EJERCICIO —
Indique cuántas líneas de las entradas que figuran a continuación contienen la cadena "track". Responda únicamente con el número.

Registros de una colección

--------------------------------

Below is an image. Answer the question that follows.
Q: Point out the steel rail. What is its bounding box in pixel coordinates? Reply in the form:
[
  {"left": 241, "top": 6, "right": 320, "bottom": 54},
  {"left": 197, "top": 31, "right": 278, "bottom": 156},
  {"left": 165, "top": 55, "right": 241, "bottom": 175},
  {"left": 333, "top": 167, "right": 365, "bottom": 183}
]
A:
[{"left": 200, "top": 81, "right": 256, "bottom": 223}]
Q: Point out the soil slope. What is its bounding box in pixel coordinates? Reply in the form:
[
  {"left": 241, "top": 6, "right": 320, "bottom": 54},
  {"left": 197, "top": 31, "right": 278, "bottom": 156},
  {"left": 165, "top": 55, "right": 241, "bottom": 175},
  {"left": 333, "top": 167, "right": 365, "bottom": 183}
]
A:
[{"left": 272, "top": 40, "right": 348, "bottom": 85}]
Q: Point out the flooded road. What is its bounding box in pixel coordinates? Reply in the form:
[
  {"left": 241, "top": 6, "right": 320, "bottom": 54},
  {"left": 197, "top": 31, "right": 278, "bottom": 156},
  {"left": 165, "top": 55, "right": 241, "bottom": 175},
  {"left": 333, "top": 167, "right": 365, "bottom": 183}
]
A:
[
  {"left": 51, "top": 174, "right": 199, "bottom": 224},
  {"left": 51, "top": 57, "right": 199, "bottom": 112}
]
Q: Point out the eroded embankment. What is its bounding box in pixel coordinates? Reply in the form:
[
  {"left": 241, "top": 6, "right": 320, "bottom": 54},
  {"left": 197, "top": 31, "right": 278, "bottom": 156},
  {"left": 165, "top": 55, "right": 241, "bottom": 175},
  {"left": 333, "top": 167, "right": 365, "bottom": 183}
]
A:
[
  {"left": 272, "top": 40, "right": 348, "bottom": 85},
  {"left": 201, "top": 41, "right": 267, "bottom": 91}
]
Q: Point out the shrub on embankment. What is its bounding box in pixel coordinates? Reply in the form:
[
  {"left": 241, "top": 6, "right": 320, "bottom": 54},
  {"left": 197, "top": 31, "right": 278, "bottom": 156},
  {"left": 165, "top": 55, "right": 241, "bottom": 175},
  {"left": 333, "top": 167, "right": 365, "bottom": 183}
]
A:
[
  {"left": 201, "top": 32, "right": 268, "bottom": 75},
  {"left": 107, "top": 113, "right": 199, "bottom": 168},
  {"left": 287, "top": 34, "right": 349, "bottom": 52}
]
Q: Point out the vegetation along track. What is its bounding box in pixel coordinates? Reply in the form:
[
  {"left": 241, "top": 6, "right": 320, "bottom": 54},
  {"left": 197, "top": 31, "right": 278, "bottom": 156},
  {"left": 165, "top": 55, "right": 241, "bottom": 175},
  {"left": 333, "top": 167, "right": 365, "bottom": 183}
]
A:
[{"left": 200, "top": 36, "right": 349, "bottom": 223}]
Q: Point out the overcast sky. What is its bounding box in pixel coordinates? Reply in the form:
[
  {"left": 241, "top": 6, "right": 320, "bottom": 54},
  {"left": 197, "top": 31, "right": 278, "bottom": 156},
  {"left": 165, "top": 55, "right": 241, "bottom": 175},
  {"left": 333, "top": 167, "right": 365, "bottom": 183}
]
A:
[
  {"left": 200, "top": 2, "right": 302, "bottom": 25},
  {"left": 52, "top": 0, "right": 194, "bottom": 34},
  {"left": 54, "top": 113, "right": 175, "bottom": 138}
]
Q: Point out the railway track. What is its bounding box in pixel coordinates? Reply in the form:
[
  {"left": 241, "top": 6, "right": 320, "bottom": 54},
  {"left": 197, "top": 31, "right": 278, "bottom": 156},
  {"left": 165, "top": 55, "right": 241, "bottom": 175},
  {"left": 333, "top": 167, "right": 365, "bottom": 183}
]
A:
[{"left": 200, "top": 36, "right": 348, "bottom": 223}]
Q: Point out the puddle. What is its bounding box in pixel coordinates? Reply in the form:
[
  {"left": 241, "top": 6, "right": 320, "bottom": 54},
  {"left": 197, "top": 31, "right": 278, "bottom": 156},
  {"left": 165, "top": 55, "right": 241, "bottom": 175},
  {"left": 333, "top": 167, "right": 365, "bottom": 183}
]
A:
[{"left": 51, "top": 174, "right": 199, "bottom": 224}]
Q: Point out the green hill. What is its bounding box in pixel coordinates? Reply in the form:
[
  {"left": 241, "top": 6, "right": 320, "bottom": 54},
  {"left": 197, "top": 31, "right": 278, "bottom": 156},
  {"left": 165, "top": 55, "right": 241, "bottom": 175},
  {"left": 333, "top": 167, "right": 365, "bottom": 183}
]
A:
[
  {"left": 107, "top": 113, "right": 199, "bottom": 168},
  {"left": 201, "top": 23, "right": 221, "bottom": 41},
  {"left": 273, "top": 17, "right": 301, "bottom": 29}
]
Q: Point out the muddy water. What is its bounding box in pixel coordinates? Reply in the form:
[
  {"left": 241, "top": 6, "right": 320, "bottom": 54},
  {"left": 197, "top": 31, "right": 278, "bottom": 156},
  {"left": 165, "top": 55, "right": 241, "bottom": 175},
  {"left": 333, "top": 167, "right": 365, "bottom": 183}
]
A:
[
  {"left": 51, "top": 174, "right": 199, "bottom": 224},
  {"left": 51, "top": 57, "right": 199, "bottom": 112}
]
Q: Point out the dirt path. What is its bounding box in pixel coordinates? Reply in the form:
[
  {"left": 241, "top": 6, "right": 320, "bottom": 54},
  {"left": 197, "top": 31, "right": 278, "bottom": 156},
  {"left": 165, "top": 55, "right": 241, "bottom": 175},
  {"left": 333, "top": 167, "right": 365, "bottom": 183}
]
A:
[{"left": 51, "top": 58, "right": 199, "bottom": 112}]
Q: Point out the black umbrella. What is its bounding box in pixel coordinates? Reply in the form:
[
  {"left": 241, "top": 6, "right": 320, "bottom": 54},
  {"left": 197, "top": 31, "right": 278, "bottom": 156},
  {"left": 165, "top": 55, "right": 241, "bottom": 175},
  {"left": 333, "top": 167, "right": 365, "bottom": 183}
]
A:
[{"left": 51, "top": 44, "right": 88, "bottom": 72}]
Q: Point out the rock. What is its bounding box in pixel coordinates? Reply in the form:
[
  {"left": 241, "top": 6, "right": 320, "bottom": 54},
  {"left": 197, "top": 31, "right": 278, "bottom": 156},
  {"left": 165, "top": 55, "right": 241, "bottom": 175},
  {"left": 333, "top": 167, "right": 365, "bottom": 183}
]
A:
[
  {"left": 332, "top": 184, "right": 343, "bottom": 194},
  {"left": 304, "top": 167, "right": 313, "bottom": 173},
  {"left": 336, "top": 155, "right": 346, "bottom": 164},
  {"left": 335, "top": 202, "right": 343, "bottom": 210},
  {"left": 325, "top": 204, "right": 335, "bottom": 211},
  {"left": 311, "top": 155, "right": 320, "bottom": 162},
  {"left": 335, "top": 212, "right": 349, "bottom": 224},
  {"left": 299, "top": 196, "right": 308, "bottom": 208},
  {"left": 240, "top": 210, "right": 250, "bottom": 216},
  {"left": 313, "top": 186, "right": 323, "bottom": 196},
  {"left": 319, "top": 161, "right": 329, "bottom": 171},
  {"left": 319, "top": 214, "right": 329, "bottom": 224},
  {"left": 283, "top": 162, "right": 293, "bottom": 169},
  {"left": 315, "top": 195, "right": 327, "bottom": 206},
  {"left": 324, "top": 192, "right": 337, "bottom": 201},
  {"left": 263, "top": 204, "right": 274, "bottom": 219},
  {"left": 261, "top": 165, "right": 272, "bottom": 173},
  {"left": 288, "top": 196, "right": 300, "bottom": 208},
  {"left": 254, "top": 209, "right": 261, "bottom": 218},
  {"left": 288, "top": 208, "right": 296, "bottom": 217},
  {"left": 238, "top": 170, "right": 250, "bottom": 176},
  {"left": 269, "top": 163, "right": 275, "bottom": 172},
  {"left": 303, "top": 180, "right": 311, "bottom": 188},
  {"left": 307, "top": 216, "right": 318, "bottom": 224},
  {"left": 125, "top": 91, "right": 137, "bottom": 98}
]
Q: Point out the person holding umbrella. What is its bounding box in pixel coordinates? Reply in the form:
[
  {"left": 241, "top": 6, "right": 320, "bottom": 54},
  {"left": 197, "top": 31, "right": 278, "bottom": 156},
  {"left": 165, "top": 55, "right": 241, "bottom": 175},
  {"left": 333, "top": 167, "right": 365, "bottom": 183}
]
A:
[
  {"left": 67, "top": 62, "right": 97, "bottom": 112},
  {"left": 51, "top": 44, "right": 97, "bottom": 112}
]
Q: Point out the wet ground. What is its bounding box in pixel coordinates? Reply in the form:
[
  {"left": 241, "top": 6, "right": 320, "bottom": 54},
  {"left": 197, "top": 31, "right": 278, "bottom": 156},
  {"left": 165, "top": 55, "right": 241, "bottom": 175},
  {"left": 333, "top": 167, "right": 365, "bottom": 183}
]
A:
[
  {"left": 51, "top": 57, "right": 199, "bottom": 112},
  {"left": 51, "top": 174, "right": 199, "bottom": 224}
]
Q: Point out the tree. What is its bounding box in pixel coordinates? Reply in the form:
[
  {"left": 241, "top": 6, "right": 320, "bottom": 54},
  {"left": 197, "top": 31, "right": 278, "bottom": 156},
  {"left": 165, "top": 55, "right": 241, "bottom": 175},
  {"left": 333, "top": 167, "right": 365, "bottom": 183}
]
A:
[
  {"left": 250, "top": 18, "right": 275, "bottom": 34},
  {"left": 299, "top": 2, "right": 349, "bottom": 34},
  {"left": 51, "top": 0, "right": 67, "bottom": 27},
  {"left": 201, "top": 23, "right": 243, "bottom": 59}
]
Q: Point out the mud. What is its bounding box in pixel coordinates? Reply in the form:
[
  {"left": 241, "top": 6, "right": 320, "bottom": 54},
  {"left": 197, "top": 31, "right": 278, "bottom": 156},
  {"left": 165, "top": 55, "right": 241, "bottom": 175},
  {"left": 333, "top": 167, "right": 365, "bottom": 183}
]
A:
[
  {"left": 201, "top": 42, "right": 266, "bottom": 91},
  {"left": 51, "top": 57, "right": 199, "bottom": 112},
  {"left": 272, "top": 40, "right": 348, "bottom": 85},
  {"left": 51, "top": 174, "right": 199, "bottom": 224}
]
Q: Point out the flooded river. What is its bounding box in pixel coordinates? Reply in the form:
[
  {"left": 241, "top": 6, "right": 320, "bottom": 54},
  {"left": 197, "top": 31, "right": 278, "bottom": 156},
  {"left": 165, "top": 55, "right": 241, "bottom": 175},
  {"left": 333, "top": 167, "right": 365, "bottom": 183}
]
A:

--------------------------------

RESPUESTA FINAL —
2